▶ TASK BRIEF: Extract exactly the range of lines bounded by the line containing "of the upper" and the final line of the listing, both ends included, and no other lines.

━━━ RECORDS FOR THIS TASK ━━━

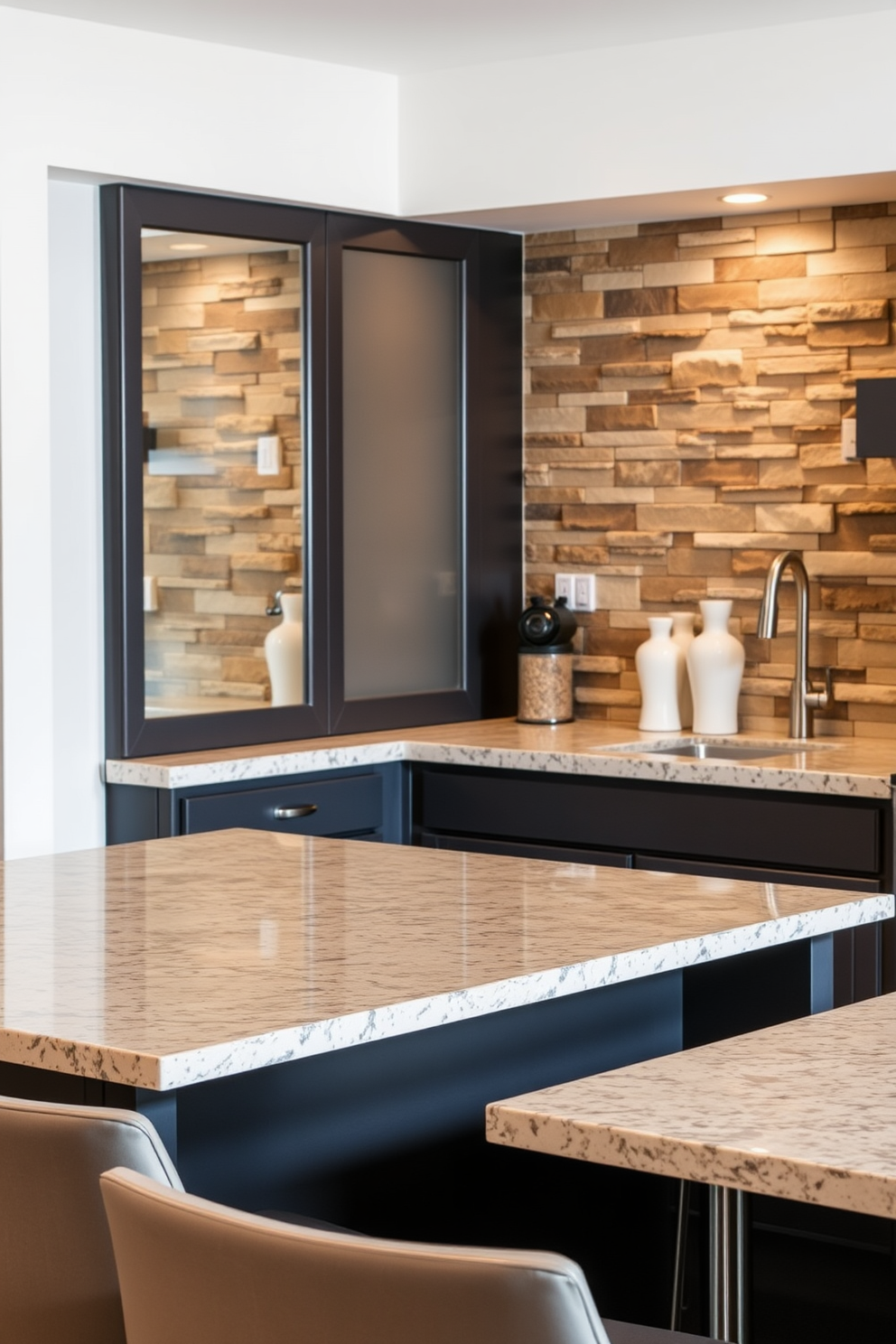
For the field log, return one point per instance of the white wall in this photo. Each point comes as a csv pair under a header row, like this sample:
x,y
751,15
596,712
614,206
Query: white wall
x,y
770,105
117,104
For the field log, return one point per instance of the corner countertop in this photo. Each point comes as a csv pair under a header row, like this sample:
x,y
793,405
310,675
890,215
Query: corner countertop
x,y
168,963
802,1110
832,766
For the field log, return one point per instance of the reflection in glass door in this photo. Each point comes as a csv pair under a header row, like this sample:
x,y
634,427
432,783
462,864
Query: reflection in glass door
x,y
223,473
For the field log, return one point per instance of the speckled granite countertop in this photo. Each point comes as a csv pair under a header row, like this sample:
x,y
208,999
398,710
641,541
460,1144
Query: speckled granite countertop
x,y
825,765
805,1110
173,961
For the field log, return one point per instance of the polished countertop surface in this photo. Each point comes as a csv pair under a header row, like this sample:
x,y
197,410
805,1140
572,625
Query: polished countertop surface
x,y
173,961
805,1110
838,766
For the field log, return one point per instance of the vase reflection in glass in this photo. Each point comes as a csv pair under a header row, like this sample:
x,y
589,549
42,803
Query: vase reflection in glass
x,y
714,667
284,650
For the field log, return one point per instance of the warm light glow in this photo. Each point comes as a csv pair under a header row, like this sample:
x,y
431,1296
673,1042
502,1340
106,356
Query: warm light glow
x,y
744,198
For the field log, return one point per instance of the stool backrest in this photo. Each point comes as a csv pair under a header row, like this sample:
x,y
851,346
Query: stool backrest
x,y
58,1281
195,1273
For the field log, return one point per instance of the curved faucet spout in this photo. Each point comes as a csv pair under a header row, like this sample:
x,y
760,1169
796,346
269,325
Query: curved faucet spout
x,y
802,698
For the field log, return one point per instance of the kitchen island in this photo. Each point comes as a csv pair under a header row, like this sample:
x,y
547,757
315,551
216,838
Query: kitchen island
x,y
319,1024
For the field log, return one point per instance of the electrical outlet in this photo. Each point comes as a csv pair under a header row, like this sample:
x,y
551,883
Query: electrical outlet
x,y
267,454
563,586
583,592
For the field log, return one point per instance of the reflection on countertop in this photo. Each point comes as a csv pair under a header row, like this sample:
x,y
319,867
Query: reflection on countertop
x,y
168,963
844,766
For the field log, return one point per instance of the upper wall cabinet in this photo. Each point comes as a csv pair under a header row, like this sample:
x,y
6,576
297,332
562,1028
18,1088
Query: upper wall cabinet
x,y
312,472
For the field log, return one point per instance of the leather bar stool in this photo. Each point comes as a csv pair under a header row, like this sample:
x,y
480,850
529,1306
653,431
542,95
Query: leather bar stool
x,y
192,1272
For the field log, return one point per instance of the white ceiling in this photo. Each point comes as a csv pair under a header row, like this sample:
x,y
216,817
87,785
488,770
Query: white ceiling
x,y
413,35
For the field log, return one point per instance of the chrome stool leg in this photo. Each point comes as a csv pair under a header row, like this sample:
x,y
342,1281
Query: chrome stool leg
x,y
681,1249
728,1252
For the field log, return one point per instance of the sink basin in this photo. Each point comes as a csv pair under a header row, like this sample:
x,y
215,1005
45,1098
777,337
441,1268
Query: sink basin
x,y
696,749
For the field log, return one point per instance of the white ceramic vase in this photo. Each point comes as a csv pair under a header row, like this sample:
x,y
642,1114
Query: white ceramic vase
x,y
683,636
714,667
658,661
284,653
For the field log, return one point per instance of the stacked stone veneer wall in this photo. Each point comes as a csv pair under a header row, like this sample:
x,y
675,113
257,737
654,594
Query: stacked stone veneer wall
x,y
686,391
222,364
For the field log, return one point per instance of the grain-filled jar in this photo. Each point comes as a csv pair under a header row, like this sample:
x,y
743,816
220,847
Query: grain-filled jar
x,y
546,661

━━━

▶ RESULT BELOW:
For the field log, return one point per instance of the upper wall cabinet in this photo. Each point comes as a csv pair under a header row, like this sample:
x,y
6,576
297,332
562,1028
18,1088
Query: upper wall cabinet
x,y
312,472
For the field log, return one point per instance of the leather bar stool in this photo. Each point comes as a csv pair under a header row, like this sample:
x,y
480,850
529,1306
653,431
542,95
Query: leather bar stool
x,y
192,1272
For the field log, return one point per instance of the white ceiling in this photo. Each point comes as a csv pair under a header row, like this sample:
x,y
216,817
87,785
488,770
Query: white ceiling
x,y
413,35
For the field log, return one point per instance of the chrome stool leg in this photo. Each point comes as a csv pair under a header row, like this sample:
x,y
342,1281
Query: chrome stool leg
x,y
681,1249
728,1252
For the field log, return one point per instance of the sink basin in this photo. Each point comes as a csv pair under a header row, like this sample:
x,y
215,1005
45,1098
777,337
441,1268
Query: sink basin
x,y
696,749
For the field log, return one point per instance of the white ceramic vase in this photo. Each point comes as a csv pair under a header row, like this sample:
x,y
642,1114
Query: white ceramic vase
x,y
683,636
714,667
658,661
284,653
For the field log, return one point per instance of the stacked stone veneer wall in this photo. Each point comes as a csv pair under a header row, like this sample:
x,y
675,113
257,737
654,594
Query: stacked stone veneer wall
x,y
686,391
222,364
For the field log, return one point per instance of the grain-filled jar in this photo. Each point comes as a csv pair under a header row, like this sample:
x,y
743,816
220,847
Query: grain-filled jar
x,y
546,661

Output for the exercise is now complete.